───── Data records
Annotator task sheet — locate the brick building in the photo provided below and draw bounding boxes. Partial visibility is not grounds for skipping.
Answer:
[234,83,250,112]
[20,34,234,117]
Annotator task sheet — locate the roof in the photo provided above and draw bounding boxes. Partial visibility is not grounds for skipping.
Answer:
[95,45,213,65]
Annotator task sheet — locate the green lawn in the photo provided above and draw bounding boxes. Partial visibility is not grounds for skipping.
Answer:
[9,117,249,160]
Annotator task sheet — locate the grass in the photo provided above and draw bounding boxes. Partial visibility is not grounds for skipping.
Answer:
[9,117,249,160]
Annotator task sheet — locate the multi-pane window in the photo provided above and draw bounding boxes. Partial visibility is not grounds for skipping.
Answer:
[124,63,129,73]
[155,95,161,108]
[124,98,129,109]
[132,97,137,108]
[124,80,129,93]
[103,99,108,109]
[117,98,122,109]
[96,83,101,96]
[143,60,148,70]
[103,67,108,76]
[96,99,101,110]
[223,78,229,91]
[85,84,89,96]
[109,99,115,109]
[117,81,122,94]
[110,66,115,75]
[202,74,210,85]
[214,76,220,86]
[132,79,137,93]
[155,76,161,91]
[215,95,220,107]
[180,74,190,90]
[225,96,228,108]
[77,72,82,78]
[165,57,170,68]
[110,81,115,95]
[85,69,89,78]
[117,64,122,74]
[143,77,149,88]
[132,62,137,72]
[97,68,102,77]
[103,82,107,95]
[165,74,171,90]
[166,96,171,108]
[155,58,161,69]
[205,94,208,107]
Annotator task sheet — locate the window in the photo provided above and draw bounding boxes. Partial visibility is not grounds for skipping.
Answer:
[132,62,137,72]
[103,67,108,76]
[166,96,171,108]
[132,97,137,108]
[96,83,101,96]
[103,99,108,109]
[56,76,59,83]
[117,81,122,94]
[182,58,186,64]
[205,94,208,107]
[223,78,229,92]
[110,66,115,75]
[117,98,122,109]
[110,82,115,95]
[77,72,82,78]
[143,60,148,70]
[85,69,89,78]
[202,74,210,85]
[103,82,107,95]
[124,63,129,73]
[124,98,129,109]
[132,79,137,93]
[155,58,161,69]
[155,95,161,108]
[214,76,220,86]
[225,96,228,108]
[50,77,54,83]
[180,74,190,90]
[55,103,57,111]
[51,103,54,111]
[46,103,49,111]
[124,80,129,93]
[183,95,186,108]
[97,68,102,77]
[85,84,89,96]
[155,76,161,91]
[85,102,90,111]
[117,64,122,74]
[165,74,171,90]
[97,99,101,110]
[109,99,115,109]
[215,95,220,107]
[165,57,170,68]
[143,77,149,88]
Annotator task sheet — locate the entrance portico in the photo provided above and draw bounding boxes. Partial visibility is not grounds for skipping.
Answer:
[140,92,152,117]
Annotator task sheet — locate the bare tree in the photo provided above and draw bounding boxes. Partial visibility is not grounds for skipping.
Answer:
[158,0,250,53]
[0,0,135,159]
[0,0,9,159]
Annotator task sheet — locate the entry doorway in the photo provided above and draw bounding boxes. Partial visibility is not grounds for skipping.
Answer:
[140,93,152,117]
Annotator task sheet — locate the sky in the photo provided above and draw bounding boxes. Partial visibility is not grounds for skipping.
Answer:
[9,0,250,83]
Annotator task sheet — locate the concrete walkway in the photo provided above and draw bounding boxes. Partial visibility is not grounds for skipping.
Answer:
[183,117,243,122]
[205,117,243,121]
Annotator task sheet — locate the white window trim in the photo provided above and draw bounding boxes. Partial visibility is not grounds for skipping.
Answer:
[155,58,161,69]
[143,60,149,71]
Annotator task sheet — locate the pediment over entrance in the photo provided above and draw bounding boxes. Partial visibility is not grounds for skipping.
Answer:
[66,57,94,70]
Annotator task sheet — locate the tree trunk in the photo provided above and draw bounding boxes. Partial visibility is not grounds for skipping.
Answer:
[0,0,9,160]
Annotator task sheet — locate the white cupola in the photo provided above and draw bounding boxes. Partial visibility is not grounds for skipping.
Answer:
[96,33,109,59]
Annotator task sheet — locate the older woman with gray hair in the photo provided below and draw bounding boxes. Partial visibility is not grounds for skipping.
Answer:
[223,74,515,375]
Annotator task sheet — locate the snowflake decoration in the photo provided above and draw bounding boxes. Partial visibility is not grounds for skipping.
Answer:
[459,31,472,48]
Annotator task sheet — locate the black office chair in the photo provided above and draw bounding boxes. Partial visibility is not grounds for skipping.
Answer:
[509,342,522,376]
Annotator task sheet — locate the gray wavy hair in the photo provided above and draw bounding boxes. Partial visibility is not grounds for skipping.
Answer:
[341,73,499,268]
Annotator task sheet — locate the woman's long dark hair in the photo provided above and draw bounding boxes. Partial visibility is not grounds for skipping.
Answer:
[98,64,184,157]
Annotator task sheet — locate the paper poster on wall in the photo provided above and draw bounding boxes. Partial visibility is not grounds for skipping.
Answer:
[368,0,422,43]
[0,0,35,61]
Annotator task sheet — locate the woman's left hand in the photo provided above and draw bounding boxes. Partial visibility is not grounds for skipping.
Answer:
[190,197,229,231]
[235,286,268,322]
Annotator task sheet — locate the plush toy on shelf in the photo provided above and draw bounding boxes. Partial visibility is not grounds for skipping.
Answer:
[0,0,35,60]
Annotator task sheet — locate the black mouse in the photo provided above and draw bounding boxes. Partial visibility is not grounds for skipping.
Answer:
──────────
Stated exercise:
Print the whole listing above again, line for line, with nothing changed.

Finished answer:
Annotator task sheet — locate the brick building in the photo provided below and draw bounding boxes. Partial visibility is not grounds for skipping.
Answer:
[234,83,250,112]
[20,34,234,117]
Annotator task sheet — locate the roof in the photo provided above and draw bounding boxes. Partial visibility is not grounds for skipping.
Answer:
[95,45,213,65]
Annotator task sheet — locate the green lawn in the photo provided above and draw bounding boxes. Partial visibility is not grounds for skipping.
Answer:
[9,117,249,160]
Annotator task sheet — locate the grass in the photo provided above and draw bounding boxes. Partial visibility is not grounds for skipping.
Answer:
[9,117,249,160]
Annotator task sheet — locate the multi-pane window in the photo provided above and draw bounding boxes. Partial visibility is not grounds for skipping.
Answer:
[124,63,129,73]
[155,95,161,108]
[124,98,129,109]
[132,97,137,108]
[124,80,129,93]
[103,99,108,109]
[117,98,122,109]
[96,83,101,96]
[143,60,148,70]
[103,67,108,76]
[96,99,101,110]
[223,78,229,91]
[85,84,89,96]
[109,99,115,109]
[117,81,122,94]
[110,66,115,75]
[202,74,210,85]
[214,76,220,86]
[132,79,137,93]
[155,76,161,91]
[215,95,220,107]
[180,74,190,90]
[225,96,228,108]
[77,72,82,78]
[165,57,170,68]
[110,81,115,95]
[85,69,89,78]
[117,64,122,74]
[143,77,149,88]
[132,62,137,72]
[97,68,102,77]
[103,82,107,95]
[165,74,171,90]
[166,96,171,108]
[155,58,161,69]
[205,94,208,107]
Annotator task sheet — locate the window in the photo provided above and draw bounding boxes. Partial visibility is not grounds for skipping.
Answer:
[132,62,137,72]
[103,67,108,76]
[166,96,171,108]
[132,97,137,108]
[96,83,101,96]
[103,99,108,109]
[56,76,59,83]
[117,81,122,94]
[182,58,186,64]
[205,94,208,107]
[223,78,229,92]
[110,66,115,75]
[117,98,122,109]
[110,82,115,95]
[77,72,82,78]
[143,60,148,70]
[85,69,89,78]
[202,74,210,85]
[103,82,107,95]
[124,63,129,73]
[124,98,129,109]
[132,79,137,93]
[155,58,161,69]
[155,95,161,108]
[214,76,220,86]
[225,96,228,108]
[50,77,54,83]
[180,74,190,90]
[55,103,57,111]
[51,103,54,111]
[46,103,49,111]
[124,80,129,93]
[183,95,186,108]
[97,68,102,77]
[85,84,89,96]
[155,76,161,91]
[85,102,90,111]
[117,64,122,74]
[165,74,171,90]
[97,99,101,110]
[109,99,115,109]
[215,95,220,107]
[165,57,170,68]
[143,77,149,88]
Annotator task sheet — locate the entrance portico in the photo provided above and draw bounding boxes. Partial visibility is not grounds for skipping.
Answer:
[140,92,152,117]
Annotator task sheet — locate the bare tree in the photo provided above and draw bounding boxes. Partial visibility is not grounds for skipping.
Answer:
[158,0,250,53]
[0,0,135,159]
[0,0,9,159]
Annotator task sheet — locate the entry doorway in the photo provided above and draw bounding boxes. Partial visibility is not grounds for skipping.
Answer:
[140,93,152,117]
Annotator task sheet — locate the sky in the photo provided above and draw bounding boxes. Partial visibility is not grounds for skipping.
Answer:
[9,0,250,83]
Annotator task sheet — locate the concrete walkway in the photo provided above and draw bounding boxes. Partial visibility is not grounds for skipping.
Answer:
[183,117,243,122]
[205,117,243,121]
Annotator task sheet — locate the white window trim in the photo provided above and draw bounding boxes. Partial visibility is not grounds for skipping.
Answer:
[155,58,161,69]
[143,60,149,71]
Annotator task sheet — locate the pediment over entrance in the photo provided above and draw bounding boxes. Partial visibility is not grounds for skipping.
Answer:
[66,57,94,70]
Annotator task sheet — locate the tree trunk in the photo provided above and draw bounding boxes. Partial visibility is not grounds for skipping.
Answer:
[0,0,9,160]
Annotator task sheet — locate the white cupola in the photo provided above and draw bounding boxes. Partial visibility is not grounds for skipping.
Answer:
[96,33,109,59]
Annotator task sheet — locate the older woman with gray hair in the photo provided below and draw bounding boxes. Partial visibility is not grounds for skipping.
Answer:
[223,74,515,375]
Annotator task sheet — locate the snowflake decoration in the photo provided above and draw bounding boxes. Partial visibility is not grounds for skipping.
Answer:
[459,31,472,48]
Annotator task sheet — locate the black office chair in the photo provided above and draw bounding boxes. Partial visibility is not grounds for skipping.
Answer:
[509,342,522,376]
Annotator task sheet — locate the gray wavy hair in the photo provided above and draw bounding boxes. Partial visibility is not grounds for skipping.
Answer:
[341,73,499,268]
Annotator task sheet — locate the woman's long dark hair in the photo provided above and draw bounding boxes. Partial visibility is not grounds for skipping.
Answer:
[98,64,184,157]
Annotator task sheet — locate the paper poster on wall in the photo provided above and draw bounding boxes. Partial visibility is not grounds for skipping.
Answer:
[368,0,422,43]
[0,0,35,61]
Annotator task sheet — locate the woman's left hand in the photo provided above and draw bounding boxes. Partial visibility is not grounds for skipping.
Answer:
[190,197,229,231]
[235,286,268,322]
Annotator task sheet — locate the plush toy on shelf in the photo provided above and draw bounding boxes. Partial visibility is not grounds for skipping.
Answer:
[0,0,35,60]
Annotator task sheet — locate the black mouse in the photo provided above and draw bounding boxes. Partial visibility is not grounds for skipping.
Answer:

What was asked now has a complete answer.